▸ **PROVIDED INFORMATION**
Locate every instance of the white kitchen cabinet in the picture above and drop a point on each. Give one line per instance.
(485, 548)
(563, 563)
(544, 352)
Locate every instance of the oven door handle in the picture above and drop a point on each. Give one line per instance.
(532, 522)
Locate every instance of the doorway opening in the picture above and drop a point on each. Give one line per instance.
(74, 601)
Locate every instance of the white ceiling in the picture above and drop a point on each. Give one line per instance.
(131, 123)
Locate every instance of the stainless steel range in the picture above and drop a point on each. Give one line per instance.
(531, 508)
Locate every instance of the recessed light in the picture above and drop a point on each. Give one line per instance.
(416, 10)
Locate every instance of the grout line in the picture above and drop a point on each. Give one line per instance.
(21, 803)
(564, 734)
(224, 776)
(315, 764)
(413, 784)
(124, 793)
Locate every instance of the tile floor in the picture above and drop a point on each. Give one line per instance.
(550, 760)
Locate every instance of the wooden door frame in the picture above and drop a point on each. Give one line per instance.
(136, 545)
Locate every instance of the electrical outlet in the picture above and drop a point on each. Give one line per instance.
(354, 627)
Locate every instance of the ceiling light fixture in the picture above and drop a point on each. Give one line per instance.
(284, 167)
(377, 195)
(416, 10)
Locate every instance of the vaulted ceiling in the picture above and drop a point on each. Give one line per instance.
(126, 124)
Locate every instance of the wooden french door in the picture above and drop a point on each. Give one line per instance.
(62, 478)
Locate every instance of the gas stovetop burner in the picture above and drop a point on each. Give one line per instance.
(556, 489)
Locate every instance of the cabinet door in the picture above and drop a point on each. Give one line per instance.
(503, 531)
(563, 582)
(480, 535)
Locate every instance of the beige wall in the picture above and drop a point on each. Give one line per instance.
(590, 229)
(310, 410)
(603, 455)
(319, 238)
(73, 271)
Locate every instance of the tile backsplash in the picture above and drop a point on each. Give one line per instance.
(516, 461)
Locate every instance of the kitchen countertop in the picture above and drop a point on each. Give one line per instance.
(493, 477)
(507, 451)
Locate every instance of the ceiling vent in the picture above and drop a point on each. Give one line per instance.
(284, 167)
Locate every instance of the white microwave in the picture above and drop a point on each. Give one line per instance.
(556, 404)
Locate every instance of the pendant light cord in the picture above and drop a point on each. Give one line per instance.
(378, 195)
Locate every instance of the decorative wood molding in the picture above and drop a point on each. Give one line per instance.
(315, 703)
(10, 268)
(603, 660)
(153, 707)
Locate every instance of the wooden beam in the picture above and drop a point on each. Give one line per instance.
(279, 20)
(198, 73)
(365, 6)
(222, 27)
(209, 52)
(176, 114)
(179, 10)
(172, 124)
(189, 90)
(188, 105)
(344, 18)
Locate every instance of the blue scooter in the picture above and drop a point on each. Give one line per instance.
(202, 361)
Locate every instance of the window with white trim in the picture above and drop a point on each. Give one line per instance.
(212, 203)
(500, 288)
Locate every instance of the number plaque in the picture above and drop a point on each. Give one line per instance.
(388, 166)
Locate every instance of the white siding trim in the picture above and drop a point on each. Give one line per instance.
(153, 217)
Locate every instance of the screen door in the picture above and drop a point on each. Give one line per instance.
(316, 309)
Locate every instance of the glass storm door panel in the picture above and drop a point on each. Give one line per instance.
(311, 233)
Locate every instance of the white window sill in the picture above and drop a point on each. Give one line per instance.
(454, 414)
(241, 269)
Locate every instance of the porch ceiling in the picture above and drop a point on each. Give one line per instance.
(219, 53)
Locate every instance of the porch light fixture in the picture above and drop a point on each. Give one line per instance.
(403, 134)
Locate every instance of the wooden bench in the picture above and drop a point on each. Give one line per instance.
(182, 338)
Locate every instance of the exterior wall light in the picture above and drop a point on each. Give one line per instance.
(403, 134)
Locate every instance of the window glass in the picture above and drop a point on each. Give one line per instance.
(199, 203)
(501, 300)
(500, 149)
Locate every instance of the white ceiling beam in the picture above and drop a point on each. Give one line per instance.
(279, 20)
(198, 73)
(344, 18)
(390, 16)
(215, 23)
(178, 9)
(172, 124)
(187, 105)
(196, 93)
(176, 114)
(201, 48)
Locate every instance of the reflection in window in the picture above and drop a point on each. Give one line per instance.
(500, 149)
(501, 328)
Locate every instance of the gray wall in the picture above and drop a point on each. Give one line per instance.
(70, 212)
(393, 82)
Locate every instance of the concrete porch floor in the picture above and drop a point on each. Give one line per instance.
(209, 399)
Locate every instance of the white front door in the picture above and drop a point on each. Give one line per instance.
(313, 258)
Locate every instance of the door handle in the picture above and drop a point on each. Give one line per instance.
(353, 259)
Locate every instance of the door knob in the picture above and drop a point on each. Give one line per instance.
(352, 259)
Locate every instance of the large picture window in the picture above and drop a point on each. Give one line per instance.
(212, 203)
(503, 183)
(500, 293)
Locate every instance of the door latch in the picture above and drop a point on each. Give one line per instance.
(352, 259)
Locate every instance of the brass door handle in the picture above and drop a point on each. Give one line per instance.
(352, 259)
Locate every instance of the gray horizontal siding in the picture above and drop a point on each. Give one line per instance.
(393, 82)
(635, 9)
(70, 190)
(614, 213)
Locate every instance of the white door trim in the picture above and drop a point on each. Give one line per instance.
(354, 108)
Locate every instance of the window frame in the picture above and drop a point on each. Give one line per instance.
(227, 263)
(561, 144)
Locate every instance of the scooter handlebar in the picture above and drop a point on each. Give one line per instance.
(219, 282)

▸ **PROBLEM DESCRIPTION**
Nothing should be altered. Set down all the data again.

▸ **EXERCISE RESPONSE**
Locate every instance of the white kitchen cabinet in the picture above and drop a point on each. Give one line per instance.
(485, 548)
(563, 563)
(544, 352)
Locate every instance of the oven door handle in the picture above and drop a point on each. Give one line per instance.
(532, 522)
Locate every instance of the doorway opening in the picture above and drop a point on each. Give one line per instance.
(74, 601)
Locate every instance of the white ceiling in the picture above and drop a point on each. Give one line per instance.
(131, 123)
Locate every instance of the stainless steel range in the picture above and drop a point on each. Give one line per instance.
(531, 508)
Locate every instance of the recessed light in the picture above and drop a point on each. Give one line per instance.
(416, 10)
Locate every instance of the grout line in the picture above and drop a point on each. Give one line per instance.
(21, 803)
(564, 734)
(224, 776)
(315, 764)
(413, 784)
(124, 793)
Locate every instance of the tile floor in the picture above and drop a point on each. Give one line per instance.
(550, 760)
Locate every instance of the wooden door frame in the picture above and drop a point on each. Give one line per instance.
(136, 545)
Locate every instance of the electrical outlet in the picture above and drop a point on each. Give one line per instance.
(354, 627)
Locate every instance of the ceiling light fixture in the picture above and drop a point on each. Give one line per instance.
(284, 167)
(377, 195)
(416, 10)
Locate every instance of the vaulted ceiling in the picture above and drop a point on each. Give one line per instance.
(126, 124)
Locate every instance of the wooden french door in the picture above and drop a point on each. Give one line per instance.
(62, 478)
Locate every instance of the gas stovetop burner in the picture above and drop a point on each. Give one line per instance.
(556, 489)
Locate every instance of the cabinet door in the picture above and drop a point on each. Give one line per instance.
(503, 531)
(563, 582)
(480, 535)
Locate every instance of the beige wall in the picture above and drop a point on each. Give one line per instance.
(590, 229)
(310, 410)
(603, 455)
(319, 238)
(73, 271)
Locate every instance of the tile backsplash in the picture above and drop a point on each. Give one line per instance.
(516, 461)
Locate every instance of the kitchen countertop in the picture above and drop a point on each. Give one line per instance.
(493, 477)
(507, 451)
Locate every instance of the ceiling vent in the picture above and drop a point on each. Give one line per instance.
(284, 167)
Locate every instance of the white microwave in the picture above and drop a point on each. Give one line per instance.
(556, 404)
Locate every instance of the pendant light cord in the picture above and drop a point on each. Give one line per instance.
(378, 195)
Locate every instance of the decorative wood molding in the picture above and drop a point on each. Give one line per instance.
(315, 703)
(10, 268)
(603, 660)
(153, 707)
Locate every instance of the wooden beam in the picture above and drop a point on each. Give one line per instance.
(279, 20)
(198, 73)
(365, 6)
(222, 27)
(209, 52)
(176, 114)
(179, 10)
(172, 124)
(189, 90)
(188, 105)
(344, 18)
Locate every instance of the blue scooter in the picture above and drop a point on each. Give one line per instance.
(202, 361)
Locate every instance of the window with white trim in the picture above and drop a point on each. Give one line per instance.
(212, 203)
(500, 288)
Locate every instance of the number plaque in the picture above and drop a point on each. Give one line per instance.
(388, 166)
Locate every instance of the white siding trim in the picture above and drop a point on each. Give one line per instance.
(153, 217)
Locate every instance of the screen door in the picture above and drop a point on each. Give one line per instance.
(316, 309)
Locate every instance of the glass storm door panel in the picture above and drop a point on each. Give one line per instance.
(311, 233)
Locate every instance of the white window sill in the picture above and drop a point on each. Give one line per instance.
(454, 414)
(241, 269)
Locate every instance of the porch ceiling in the picture above and drop a point on each. Give one line per instance.
(219, 53)
Locate every instance of the porch light fixture in the picture above and drop a point on each. Give one line per instance.
(403, 134)
Locate every instance of the wooden bench in the picture above and drop a point on each. Give one line per instance.
(182, 338)
Locate every instance of the exterior wall light in the picture above and drop a point on each. Give one line per instance.
(403, 134)
Locate every instance of the window glass in the picture above and drop a point on each. Give one line per instance.
(199, 203)
(501, 300)
(500, 149)
Locate every instance of the white ceiling beam in the picture above and drop a point on each. Give one line per instance.
(279, 20)
(198, 73)
(344, 18)
(390, 16)
(215, 23)
(178, 9)
(172, 124)
(187, 105)
(196, 93)
(176, 114)
(201, 48)
Locate every instance of the reflection in window in the picture above and drop a point on each. Give one line per instance.
(500, 149)
(501, 328)
Locate every instance of the gray wall in the picture above and drop a point on each. Give one line per instance.
(70, 212)
(393, 82)
Locate every instance of the concrete porch floor in the picture above and drop a point on each. Give one line per instance.
(209, 399)
Locate every instance of the white front door in the picture above and drop a point on each. Give one line per instance.
(313, 258)
Locate every instance of the door handle in the picture above and drop a point on each. Give one line per instance.
(353, 259)
Locate every instance of the door knob in the picture above and drop a point on each. Give one line per instance.
(352, 259)
Locate every instance of the large picture window in the picture above and drop a point on each. Give one line per instance.
(212, 203)
(503, 183)
(500, 293)
Locate every instance of the door latch in the picture above and drop a point on each. Give one line per instance.
(352, 259)
Locate every instance of the brass door handle in the picture above and drop a point on each. Give one line per instance.
(352, 259)
Locate every instance of the gray horizontal siding in the picture above and drop a point on each. Give one line per instance.
(393, 82)
(635, 9)
(70, 190)
(614, 213)
Locate every instance of the white door trim in the picture above and drop a point on each. Give one line per instance.
(354, 108)
Locate every instance of the window frame in the picture above and drop a point on each. Give one line per instance.
(227, 263)
(561, 144)
Locate every instance of the scooter handlebar in the picture above and drop a point on each. Give one line per instance.
(219, 282)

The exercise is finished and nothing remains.